**WORK TO BE COMPLETED:** Collect every line in the items below that contains the word "floating", and copy each one out in full.

================================

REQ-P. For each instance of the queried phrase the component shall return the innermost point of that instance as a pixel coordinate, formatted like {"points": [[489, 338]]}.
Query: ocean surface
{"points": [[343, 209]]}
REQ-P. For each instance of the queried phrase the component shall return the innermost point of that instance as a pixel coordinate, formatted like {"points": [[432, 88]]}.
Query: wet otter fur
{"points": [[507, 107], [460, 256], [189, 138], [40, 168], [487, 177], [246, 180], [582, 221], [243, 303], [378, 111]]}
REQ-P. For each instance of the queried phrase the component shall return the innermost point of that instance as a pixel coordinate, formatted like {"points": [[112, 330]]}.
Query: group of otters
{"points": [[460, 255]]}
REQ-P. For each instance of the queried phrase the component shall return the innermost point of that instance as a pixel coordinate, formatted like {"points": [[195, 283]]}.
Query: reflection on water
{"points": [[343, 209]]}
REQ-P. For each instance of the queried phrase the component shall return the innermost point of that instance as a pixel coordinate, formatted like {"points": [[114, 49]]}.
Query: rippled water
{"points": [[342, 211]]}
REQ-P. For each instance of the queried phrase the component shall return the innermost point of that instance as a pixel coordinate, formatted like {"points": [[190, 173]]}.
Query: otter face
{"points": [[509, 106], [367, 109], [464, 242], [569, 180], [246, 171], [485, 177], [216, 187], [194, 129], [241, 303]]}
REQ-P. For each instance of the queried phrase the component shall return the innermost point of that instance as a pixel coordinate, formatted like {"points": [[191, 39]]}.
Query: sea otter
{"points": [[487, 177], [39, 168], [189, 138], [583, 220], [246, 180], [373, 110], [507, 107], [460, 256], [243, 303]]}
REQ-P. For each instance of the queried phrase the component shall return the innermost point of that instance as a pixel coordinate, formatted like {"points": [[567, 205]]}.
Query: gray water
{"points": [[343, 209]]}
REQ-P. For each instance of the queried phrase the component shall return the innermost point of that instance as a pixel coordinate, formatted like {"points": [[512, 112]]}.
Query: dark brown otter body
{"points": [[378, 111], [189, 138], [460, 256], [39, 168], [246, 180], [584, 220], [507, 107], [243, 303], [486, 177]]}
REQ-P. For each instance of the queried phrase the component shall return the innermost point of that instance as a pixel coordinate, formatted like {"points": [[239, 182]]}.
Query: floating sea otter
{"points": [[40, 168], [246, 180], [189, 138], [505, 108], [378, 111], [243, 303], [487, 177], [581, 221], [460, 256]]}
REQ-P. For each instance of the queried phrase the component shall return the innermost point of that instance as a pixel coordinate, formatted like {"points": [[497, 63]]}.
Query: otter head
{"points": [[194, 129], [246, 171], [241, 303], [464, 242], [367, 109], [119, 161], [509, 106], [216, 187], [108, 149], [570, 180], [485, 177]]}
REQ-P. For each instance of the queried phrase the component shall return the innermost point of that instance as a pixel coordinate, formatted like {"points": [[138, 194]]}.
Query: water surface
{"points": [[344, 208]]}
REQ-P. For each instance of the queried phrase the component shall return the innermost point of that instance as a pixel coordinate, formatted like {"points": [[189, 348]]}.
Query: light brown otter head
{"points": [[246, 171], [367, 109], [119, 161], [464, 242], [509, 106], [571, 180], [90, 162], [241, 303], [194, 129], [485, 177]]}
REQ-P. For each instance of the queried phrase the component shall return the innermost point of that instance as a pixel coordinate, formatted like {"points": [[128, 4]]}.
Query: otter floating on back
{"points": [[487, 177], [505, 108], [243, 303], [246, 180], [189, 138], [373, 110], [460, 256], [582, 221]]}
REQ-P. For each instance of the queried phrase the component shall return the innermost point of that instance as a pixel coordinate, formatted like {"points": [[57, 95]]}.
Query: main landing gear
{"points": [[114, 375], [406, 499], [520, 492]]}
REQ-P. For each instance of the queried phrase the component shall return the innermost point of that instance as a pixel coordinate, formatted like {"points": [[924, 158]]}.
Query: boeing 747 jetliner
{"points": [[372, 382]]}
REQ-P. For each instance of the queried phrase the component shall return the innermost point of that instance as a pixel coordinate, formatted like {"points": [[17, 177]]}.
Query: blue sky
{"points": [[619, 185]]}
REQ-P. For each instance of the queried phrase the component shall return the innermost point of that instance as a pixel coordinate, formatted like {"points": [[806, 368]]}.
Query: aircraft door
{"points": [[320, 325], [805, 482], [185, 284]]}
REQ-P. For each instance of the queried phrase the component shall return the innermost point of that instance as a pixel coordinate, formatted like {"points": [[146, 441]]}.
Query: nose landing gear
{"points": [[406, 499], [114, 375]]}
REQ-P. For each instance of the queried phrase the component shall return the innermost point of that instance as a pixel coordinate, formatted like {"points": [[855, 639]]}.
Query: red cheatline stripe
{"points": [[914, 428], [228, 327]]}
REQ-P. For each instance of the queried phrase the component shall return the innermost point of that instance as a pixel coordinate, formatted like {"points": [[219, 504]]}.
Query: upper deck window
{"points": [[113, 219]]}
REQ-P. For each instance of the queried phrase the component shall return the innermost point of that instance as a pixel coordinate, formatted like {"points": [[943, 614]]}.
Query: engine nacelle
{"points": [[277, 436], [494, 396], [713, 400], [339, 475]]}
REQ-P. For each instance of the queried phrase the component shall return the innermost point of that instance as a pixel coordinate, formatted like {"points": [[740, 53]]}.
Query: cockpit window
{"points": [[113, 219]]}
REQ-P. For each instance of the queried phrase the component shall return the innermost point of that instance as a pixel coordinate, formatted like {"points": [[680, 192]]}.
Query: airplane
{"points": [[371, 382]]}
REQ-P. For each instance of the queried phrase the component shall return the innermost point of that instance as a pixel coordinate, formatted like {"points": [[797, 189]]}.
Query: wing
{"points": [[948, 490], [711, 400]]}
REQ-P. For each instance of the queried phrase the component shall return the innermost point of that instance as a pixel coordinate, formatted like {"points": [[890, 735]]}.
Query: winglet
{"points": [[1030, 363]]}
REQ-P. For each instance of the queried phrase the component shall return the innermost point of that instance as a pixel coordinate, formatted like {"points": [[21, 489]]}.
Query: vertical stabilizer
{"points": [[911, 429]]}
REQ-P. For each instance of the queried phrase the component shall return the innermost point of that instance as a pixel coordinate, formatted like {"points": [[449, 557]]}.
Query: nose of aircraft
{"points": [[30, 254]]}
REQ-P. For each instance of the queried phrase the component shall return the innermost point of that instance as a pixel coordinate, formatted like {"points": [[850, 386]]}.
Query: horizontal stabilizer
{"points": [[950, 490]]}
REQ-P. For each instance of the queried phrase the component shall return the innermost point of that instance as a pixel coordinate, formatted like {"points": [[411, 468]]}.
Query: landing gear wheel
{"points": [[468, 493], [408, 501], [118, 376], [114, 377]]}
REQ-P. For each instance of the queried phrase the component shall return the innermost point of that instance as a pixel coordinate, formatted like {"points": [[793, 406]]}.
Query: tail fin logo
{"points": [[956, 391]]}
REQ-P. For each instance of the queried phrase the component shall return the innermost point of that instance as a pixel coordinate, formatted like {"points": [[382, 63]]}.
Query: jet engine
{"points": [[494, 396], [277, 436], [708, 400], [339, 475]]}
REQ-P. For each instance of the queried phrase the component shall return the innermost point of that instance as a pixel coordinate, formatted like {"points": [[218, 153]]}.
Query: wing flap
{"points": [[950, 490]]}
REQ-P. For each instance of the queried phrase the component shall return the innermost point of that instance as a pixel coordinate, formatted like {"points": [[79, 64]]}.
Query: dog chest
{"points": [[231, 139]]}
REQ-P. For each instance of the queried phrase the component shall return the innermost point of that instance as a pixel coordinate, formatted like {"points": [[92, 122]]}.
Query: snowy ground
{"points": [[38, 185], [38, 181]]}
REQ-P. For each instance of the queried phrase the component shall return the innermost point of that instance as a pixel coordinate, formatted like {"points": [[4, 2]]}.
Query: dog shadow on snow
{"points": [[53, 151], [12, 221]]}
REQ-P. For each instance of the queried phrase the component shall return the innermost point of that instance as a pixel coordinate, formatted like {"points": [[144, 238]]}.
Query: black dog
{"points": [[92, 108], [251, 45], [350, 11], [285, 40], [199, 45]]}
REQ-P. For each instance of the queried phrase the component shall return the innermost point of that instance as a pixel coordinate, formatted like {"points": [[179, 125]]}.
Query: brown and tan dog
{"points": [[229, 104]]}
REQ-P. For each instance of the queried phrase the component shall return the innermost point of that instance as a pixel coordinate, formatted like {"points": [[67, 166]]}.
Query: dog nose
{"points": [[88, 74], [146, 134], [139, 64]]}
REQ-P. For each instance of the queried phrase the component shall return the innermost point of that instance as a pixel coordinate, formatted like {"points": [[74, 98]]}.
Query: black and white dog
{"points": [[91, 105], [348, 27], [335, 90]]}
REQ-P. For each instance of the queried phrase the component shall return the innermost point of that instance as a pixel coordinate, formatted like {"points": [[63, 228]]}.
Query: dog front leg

================================

**ANSWER FOR THIS EXERCISE:**
Query: floating sea otter
Query: otter floating on back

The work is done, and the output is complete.